• **Page extract**:

This seems to be how most people, regardless of their age, shuffle through life given our collective customer service-based mindset. But is it really the way forward?
In the wake of finishing reading and grading the first round of student learning team projects for my three courses this semester -- a two-week project in itself -- I ask, whatever happened to the good old-fashioned work ethic and related consistency?
I cannot tell you how many undergraduates I meet each year who have no readily apparent or discernible work ethic. Yes, a select few do, and they tend to do well in their university work. They will probably do well just around the corner in later adult life too. But most young people I come across each year do not have this quality as far as I can tell. I have now taught and worked with college and university undergrads for over 20 years, and the problem, while perhaps more pronounced than ever before, is not entirely new.
My own view is that if work ethic and consistency are not present by 18, they will not suddenly appear as if by magic for most people once they graduate at 22 or 23. There is a certain window of time in and with which parents or caregivers must work to instill certain positive core values and habits. Clearly many such figures have dropped the ball on this particular point with their offspring if we are brutally honest about the situation.
Sure, an abundance of largely fleeting and disposable material goods along with the latest chirping-burping digital toys may be, or may have been, present. The trappings of membership in the now vast middle class to which everyone aspires.
But the more important intangibles that permit someone to succeed throughout life, rather than drift aimlessly, seem absent. How very sad.

• **Problems**:
- 1) Output the stretch of the work ethic essay from "In the wake" through "not entirely new.".
- 2) In one to three sentences, explain why the author of the work ethic essay expects that someone who lacks work ethic and consistency at 18 will not develop them by graduation at 22 or 23.
- 3) Resume the work ethic essay after its final sentence.

• **Provided material**:
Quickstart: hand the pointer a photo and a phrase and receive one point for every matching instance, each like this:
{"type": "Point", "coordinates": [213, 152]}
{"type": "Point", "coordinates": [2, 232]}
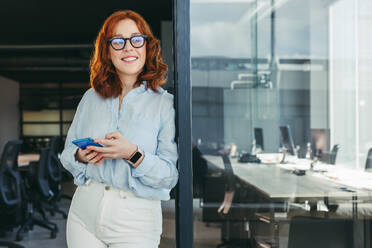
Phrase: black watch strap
{"type": "Point", "coordinates": [135, 157]}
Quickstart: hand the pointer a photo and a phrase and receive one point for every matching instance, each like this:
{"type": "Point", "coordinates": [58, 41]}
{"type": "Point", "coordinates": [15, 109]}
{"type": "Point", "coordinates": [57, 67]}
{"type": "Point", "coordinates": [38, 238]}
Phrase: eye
{"type": "Point", "coordinates": [138, 40]}
{"type": "Point", "coordinates": [117, 42]}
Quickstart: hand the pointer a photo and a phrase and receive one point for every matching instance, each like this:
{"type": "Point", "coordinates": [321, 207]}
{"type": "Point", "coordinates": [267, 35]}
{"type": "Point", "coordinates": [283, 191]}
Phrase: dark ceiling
{"type": "Point", "coordinates": [51, 41]}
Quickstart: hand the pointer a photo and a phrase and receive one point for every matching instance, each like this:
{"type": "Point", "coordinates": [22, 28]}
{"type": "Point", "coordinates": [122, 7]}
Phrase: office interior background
{"type": "Point", "coordinates": [284, 82]}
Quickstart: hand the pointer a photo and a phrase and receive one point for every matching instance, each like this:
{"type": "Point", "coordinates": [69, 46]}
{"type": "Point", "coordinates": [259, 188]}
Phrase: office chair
{"type": "Point", "coordinates": [308, 232]}
{"type": "Point", "coordinates": [10, 191]}
{"type": "Point", "coordinates": [55, 177]}
{"type": "Point", "coordinates": [369, 159]}
{"type": "Point", "coordinates": [333, 154]}
{"type": "Point", "coordinates": [221, 204]}
{"type": "Point", "coordinates": [39, 193]}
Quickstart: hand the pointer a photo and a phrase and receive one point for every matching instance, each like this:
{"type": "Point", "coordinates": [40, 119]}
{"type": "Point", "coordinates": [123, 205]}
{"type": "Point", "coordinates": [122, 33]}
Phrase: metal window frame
{"type": "Point", "coordinates": [182, 65]}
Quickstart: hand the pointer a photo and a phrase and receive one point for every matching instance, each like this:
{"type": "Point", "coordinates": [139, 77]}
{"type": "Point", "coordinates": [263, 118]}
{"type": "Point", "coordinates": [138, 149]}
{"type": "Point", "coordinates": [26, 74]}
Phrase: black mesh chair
{"type": "Point", "coordinates": [369, 160]}
{"type": "Point", "coordinates": [10, 191]}
{"type": "Point", "coordinates": [39, 193]}
{"type": "Point", "coordinates": [333, 154]}
{"type": "Point", "coordinates": [221, 202]}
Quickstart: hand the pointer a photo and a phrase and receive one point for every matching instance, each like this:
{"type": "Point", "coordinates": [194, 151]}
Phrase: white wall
{"type": "Point", "coordinates": [9, 111]}
{"type": "Point", "coordinates": [351, 80]}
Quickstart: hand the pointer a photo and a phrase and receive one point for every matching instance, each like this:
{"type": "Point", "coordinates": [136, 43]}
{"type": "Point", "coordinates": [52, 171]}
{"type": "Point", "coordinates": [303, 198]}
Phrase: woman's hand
{"type": "Point", "coordinates": [116, 146]}
{"type": "Point", "coordinates": [88, 156]}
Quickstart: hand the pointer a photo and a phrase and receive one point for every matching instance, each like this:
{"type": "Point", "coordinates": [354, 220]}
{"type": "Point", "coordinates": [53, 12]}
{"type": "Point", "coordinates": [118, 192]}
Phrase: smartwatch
{"type": "Point", "coordinates": [135, 156]}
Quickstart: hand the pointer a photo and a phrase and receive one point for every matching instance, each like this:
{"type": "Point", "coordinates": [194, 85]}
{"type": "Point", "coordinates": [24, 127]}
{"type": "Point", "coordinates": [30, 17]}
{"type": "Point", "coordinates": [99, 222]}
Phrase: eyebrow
{"type": "Point", "coordinates": [119, 35]}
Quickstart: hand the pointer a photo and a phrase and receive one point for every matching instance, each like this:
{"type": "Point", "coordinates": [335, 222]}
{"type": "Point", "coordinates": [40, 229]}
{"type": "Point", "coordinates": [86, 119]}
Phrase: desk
{"type": "Point", "coordinates": [275, 182]}
{"type": "Point", "coordinates": [26, 159]}
{"type": "Point", "coordinates": [280, 185]}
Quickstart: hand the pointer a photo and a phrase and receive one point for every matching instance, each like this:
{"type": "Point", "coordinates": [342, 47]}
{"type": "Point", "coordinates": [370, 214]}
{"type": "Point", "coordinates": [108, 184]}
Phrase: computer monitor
{"type": "Point", "coordinates": [287, 139]}
{"type": "Point", "coordinates": [258, 136]}
{"type": "Point", "coordinates": [320, 143]}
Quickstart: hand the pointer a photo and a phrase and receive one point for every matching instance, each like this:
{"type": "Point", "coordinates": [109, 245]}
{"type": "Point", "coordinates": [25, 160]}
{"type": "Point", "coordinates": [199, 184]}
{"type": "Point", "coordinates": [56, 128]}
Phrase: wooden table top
{"type": "Point", "coordinates": [276, 182]}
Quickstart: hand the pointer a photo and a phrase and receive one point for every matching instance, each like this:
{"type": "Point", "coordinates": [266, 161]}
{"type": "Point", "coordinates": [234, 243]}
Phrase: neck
{"type": "Point", "coordinates": [127, 82]}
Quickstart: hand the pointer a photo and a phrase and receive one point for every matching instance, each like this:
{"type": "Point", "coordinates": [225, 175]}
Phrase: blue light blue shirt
{"type": "Point", "coordinates": [146, 118]}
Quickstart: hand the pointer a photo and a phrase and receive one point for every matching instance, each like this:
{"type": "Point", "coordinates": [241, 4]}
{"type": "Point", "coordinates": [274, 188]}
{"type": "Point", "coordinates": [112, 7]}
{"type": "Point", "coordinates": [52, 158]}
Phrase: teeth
{"type": "Point", "coordinates": [129, 59]}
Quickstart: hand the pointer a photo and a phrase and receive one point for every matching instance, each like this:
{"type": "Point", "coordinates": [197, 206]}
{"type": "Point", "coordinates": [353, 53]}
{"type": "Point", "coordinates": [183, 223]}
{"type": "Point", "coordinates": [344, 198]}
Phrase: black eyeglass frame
{"type": "Point", "coordinates": [130, 41]}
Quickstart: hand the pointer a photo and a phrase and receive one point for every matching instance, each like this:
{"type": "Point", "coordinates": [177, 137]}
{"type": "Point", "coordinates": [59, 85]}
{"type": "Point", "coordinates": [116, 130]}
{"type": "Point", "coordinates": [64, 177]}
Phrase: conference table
{"type": "Point", "coordinates": [325, 183]}
{"type": "Point", "coordinates": [275, 181]}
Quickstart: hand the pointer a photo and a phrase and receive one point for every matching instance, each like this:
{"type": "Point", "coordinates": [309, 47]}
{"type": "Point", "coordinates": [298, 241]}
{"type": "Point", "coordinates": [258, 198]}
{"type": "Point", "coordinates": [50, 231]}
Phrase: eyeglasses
{"type": "Point", "coordinates": [136, 41]}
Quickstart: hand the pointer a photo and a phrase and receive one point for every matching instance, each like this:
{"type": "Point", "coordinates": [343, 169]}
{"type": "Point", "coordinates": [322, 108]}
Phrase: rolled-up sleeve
{"type": "Point", "coordinates": [159, 170]}
{"type": "Point", "coordinates": [77, 169]}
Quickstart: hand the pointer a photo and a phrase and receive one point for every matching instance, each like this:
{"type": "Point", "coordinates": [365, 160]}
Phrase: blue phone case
{"type": "Point", "coordinates": [83, 143]}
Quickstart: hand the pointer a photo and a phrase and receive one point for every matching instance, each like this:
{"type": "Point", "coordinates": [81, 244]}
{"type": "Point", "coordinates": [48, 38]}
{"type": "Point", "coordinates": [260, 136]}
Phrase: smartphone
{"type": "Point", "coordinates": [83, 143]}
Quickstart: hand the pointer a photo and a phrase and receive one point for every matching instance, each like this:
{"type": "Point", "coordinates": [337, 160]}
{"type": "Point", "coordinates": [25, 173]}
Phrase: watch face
{"type": "Point", "coordinates": [135, 157]}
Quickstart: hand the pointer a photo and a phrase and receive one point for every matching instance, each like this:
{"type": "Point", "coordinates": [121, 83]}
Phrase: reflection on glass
{"type": "Point", "coordinates": [303, 65]}
{"type": "Point", "coordinates": [42, 115]}
{"type": "Point", "coordinates": [40, 129]}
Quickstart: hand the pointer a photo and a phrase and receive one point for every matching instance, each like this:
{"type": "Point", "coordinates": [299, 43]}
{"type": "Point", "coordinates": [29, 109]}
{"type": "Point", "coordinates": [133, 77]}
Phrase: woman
{"type": "Point", "coordinates": [120, 185]}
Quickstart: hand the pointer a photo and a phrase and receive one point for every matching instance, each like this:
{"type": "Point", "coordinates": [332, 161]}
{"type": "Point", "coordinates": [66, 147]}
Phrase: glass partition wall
{"type": "Point", "coordinates": [280, 122]}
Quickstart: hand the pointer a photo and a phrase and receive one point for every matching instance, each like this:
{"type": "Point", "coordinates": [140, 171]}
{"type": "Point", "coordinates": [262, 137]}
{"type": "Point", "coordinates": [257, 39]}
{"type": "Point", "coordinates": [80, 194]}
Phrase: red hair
{"type": "Point", "coordinates": [103, 77]}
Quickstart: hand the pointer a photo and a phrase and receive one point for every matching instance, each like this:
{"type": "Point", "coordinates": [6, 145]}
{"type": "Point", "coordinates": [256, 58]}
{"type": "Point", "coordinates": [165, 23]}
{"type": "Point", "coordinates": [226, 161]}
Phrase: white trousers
{"type": "Point", "coordinates": [102, 216]}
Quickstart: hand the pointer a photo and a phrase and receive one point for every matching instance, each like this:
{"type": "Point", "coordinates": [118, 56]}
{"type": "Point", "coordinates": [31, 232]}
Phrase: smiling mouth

• **Task-by-task answers**:
- 1)
In the wake of finishing reading and grading the first round of student learning team projects for my three courses this semester -- a two-week project in itself -- I ask, whatever happened to the good old-fashioned work ethic and related consistency?
I cannot tell you how many undergraduates I meet each year who have no readily apparent or discernible work ethic. Yes, a select few do, and they tend to do well in their university work. They will probably do well just around the corner in later adult life too. But most young people I come across each year do not have this quality as far as I can tell. I have now taught and worked with college and university undergrads for over 20 years, and the problem, while perhaps more pronounced than ever before, is not entirely new.

- 2) The author holds that there is a certain window of time in which parents or caregivers must instill positive core values and habits. If work ethic and consistency are not present by 18, they will not suddenly appear as if by magic for most people once they graduate.

- 3)
Again, if we are clear-eyed with ourselves as a society, no attempt to impose such values from the top down will change things. As with so much else in life, the related concepts of positive work ethic, consistency, and even dependability start in the home. As a much loved and respected Sociology professor, an Afro-Caribbean, once told us during one of the three courses I took with him at community college way back in the early 1990s, "You cannot legislate attitudes." Parenthetically, he moved onto a large university in Tennessee, not too long after our paths diverged, where he still teaches. One of the more interesting, engaging, and outstanding professors from my early student days.
Returning to the point at hand, sharing this particular set of related observations on work ethic will, no doubt, cause righteous indignation to well up in the throats of many readers. Some might infer and/or snarl certain things about yours truly, as that is their right, but there we are.
Shooting the messenger, when we don't care for the message, rather than taking a deep, hard look at our personal and collective selves, seems to be the preferred way of doing things. Or, to take a rather more Girardian* approach, we attempt to discredit and/or destroy a designated scapegoat in order to restore our missing sense of (social or personal) harmony. Human nature if you will.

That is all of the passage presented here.